Description of the task
The lines from the one containing "Target: flying seagull" through the final line of the data below must be written out exactly, both included, and nothing more.

Listed entries
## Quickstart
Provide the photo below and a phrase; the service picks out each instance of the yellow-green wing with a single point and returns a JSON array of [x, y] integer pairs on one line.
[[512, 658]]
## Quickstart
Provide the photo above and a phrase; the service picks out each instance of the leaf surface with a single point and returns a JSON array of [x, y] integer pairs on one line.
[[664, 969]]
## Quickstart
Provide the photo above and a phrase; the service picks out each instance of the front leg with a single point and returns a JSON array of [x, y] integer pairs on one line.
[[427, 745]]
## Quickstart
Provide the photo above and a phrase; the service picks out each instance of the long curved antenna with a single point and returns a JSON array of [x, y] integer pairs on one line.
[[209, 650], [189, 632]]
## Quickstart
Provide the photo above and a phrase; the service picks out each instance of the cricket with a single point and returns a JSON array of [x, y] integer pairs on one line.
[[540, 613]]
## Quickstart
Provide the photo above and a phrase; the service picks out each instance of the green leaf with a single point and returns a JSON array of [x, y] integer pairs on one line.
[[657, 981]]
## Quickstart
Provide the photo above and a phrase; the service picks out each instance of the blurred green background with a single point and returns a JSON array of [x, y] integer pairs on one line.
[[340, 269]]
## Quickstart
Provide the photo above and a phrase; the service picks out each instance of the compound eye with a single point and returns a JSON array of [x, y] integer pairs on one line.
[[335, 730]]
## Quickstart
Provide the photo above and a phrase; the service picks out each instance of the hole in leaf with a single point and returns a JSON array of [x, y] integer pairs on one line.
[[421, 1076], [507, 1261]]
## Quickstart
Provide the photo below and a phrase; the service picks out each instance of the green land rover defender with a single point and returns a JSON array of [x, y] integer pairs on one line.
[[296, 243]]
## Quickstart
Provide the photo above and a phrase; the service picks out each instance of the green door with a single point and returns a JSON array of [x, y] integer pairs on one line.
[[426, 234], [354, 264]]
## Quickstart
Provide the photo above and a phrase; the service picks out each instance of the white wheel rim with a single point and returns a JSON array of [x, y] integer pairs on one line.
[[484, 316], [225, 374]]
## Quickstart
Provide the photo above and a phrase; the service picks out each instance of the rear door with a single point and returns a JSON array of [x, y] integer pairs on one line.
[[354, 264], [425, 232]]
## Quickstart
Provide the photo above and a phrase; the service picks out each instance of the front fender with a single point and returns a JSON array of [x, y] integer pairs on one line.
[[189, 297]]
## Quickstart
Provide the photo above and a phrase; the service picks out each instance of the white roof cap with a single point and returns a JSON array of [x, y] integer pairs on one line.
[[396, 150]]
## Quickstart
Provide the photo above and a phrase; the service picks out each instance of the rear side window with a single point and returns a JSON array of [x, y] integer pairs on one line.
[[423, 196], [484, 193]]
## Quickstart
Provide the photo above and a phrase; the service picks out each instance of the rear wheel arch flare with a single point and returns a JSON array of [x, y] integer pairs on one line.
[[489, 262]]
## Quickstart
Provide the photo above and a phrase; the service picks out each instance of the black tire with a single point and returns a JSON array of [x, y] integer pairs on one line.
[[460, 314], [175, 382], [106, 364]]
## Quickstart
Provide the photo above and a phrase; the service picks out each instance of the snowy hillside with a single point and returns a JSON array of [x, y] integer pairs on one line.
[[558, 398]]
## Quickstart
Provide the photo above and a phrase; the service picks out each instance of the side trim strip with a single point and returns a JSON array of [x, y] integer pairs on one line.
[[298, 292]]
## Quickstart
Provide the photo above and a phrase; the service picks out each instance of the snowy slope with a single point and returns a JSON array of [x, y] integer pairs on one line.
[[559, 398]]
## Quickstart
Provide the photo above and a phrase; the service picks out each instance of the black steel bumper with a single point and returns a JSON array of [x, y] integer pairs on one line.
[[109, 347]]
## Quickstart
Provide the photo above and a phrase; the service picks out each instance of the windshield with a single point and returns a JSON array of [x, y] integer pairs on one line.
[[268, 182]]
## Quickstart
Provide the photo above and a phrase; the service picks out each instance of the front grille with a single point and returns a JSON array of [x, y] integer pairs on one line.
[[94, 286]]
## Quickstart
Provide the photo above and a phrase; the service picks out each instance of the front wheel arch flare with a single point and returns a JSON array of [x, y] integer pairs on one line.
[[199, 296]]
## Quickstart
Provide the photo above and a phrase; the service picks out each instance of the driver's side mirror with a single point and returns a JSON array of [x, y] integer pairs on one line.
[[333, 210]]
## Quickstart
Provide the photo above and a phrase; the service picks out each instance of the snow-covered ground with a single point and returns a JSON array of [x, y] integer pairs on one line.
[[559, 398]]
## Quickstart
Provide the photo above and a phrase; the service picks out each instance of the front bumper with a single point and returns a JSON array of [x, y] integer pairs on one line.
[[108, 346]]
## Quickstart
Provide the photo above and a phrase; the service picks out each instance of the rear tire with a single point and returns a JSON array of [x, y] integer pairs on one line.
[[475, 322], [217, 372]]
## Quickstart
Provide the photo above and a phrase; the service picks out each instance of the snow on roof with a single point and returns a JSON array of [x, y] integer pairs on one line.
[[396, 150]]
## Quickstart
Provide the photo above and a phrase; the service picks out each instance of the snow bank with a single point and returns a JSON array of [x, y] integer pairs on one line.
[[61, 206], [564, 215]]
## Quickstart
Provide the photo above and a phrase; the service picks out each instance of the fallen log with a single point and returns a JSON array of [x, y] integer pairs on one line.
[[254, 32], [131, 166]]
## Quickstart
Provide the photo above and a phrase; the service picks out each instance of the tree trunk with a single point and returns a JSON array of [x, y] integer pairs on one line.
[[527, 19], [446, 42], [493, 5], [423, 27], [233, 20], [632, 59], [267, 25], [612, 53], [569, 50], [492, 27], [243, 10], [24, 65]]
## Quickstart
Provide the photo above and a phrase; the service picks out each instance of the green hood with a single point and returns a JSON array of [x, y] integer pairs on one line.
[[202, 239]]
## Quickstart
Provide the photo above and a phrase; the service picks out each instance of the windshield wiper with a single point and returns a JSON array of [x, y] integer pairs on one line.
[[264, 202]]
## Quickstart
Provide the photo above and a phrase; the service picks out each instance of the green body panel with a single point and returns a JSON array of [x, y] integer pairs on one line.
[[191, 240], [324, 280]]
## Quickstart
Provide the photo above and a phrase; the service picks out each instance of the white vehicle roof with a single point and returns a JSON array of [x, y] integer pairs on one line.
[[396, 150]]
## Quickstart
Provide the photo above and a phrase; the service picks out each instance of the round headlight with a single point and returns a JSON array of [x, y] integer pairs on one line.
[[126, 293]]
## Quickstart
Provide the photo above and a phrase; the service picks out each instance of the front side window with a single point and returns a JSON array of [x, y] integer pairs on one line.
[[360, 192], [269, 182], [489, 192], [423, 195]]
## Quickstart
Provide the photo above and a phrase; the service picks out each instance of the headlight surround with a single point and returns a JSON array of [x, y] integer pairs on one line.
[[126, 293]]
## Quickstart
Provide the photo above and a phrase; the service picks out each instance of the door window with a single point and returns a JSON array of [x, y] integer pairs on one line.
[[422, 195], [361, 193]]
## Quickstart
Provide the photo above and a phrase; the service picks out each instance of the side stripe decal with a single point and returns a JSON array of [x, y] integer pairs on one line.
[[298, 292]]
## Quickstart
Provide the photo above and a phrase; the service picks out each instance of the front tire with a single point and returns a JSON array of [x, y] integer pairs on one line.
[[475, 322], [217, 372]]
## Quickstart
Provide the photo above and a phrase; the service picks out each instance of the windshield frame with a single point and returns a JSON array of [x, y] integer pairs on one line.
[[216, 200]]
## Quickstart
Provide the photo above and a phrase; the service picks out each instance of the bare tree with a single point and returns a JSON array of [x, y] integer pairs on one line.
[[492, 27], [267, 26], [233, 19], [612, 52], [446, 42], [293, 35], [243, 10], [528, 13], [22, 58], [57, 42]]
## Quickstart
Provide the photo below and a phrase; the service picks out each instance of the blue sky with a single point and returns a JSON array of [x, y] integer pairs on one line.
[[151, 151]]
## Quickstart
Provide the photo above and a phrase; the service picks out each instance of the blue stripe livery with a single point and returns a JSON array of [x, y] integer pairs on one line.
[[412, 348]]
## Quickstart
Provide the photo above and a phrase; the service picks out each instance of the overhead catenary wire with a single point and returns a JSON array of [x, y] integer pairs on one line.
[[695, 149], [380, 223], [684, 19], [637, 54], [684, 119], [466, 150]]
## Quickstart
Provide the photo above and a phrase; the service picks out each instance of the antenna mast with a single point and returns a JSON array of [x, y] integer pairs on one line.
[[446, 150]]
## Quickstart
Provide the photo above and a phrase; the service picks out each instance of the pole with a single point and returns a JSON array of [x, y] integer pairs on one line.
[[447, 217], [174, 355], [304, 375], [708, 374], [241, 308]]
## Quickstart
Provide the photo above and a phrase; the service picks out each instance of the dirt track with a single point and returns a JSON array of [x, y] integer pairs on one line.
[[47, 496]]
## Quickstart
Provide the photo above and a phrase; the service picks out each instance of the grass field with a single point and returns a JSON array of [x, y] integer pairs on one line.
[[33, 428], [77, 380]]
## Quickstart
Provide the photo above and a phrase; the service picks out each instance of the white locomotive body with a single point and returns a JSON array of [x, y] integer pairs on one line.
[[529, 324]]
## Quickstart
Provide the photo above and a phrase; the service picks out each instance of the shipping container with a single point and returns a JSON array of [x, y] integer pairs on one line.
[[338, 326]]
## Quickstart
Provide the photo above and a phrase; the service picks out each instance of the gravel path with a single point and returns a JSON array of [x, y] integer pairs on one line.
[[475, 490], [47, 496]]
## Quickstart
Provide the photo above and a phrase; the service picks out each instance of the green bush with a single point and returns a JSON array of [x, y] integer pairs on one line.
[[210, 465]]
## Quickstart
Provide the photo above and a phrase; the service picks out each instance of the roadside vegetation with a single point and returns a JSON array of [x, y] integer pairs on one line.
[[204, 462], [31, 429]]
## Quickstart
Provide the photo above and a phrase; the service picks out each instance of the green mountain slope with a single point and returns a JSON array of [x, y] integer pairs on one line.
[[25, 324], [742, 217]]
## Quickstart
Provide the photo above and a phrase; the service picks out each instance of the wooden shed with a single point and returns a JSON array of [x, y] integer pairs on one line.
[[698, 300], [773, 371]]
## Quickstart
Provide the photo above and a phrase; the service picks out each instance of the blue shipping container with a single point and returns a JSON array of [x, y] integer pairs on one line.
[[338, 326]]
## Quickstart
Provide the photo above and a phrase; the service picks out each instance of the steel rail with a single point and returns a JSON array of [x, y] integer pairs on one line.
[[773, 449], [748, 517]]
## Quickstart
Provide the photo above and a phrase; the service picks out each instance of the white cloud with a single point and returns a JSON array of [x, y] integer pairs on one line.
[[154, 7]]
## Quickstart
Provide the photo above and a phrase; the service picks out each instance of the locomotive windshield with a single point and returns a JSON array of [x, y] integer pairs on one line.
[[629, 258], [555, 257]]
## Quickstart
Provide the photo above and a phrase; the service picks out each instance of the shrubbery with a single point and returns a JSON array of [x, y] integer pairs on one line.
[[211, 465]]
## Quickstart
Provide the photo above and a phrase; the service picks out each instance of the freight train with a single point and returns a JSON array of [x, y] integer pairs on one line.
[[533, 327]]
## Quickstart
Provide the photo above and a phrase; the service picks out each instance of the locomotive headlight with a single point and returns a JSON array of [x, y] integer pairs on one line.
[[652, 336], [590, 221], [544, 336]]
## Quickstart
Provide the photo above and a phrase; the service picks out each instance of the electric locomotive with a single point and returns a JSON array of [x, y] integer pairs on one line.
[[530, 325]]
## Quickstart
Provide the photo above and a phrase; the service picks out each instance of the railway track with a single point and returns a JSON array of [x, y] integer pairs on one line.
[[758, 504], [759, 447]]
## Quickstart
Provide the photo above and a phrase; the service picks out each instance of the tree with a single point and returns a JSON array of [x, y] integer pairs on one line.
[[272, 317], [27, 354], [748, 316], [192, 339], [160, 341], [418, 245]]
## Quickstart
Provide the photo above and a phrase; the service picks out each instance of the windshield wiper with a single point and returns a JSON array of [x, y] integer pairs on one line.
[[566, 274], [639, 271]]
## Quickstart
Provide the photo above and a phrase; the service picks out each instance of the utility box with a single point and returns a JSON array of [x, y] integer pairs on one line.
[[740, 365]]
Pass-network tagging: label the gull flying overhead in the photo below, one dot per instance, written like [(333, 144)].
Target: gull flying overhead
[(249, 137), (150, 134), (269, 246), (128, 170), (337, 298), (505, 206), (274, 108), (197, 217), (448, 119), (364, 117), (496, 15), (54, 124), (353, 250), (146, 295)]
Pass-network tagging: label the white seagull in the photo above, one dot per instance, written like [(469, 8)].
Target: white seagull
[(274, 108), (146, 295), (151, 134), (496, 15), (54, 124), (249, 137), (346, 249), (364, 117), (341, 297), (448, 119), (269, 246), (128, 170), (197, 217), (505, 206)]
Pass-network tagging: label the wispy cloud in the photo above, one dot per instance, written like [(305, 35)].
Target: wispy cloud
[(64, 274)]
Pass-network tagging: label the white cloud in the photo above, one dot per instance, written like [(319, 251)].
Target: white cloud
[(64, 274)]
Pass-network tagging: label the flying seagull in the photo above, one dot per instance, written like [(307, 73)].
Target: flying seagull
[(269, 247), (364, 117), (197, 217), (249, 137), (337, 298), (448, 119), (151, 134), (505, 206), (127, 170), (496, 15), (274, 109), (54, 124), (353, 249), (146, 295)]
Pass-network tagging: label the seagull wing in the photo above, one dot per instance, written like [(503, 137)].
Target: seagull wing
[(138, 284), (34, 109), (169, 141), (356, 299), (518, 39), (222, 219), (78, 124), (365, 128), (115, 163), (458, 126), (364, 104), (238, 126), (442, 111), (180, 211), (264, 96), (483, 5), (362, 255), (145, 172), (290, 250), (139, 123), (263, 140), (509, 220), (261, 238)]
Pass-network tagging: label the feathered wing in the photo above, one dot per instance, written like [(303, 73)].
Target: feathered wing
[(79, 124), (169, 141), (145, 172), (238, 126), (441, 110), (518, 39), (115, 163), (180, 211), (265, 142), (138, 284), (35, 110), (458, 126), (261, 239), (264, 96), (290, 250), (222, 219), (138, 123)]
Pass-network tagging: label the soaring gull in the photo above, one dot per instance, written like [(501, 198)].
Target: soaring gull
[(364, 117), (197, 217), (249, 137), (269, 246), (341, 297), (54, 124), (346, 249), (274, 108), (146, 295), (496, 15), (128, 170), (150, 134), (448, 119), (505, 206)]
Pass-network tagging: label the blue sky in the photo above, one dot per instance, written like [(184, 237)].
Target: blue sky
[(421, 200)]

Solution to the exercise
Target: flying seagull
[(269, 247), (364, 117), (197, 217), (249, 137), (337, 298), (448, 119), (151, 134), (505, 206), (127, 170), (496, 15), (274, 109), (54, 124), (353, 249), (146, 295)]
Pass-network tagging: label the seagull wing in the photo above, one dot per instance, written like [(503, 137)].
Target: seagull wing
[(138, 284), (34, 109), (169, 141), (356, 299), (518, 39), (222, 219), (78, 124), (365, 128), (115, 163), (458, 126), (364, 104), (238, 126), (442, 111), (180, 211), (264, 96), (483, 5), (362, 255), (145, 172), (290, 250), (139, 123), (263, 140), (509, 220), (261, 238)]
Pass-network tagging: label the feathered wing in the photo above, one dot per instance, written like [(303, 73)].
Target: feathered wing
[(79, 124), (169, 141), (145, 172), (238, 126), (441, 110), (518, 39), (115, 163), (180, 211), (265, 142), (138, 284), (35, 110), (458, 126), (261, 239), (264, 96), (290, 250), (222, 219), (138, 123)]
Pass-network tagging: label the soaring gull in the photo above, one dot per instance, written like [(501, 198)].
Target: soaring gull
[(364, 117), (197, 217), (249, 137), (269, 246), (341, 297), (54, 124), (346, 249), (274, 108), (146, 295), (496, 15), (128, 170), (150, 134), (448, 119), (505, 206)]
Pass-network tagging: label the blue sky in the photo above, one dot per instance, written like [(184, 237)].
Target: blue sky
[(421, 200)]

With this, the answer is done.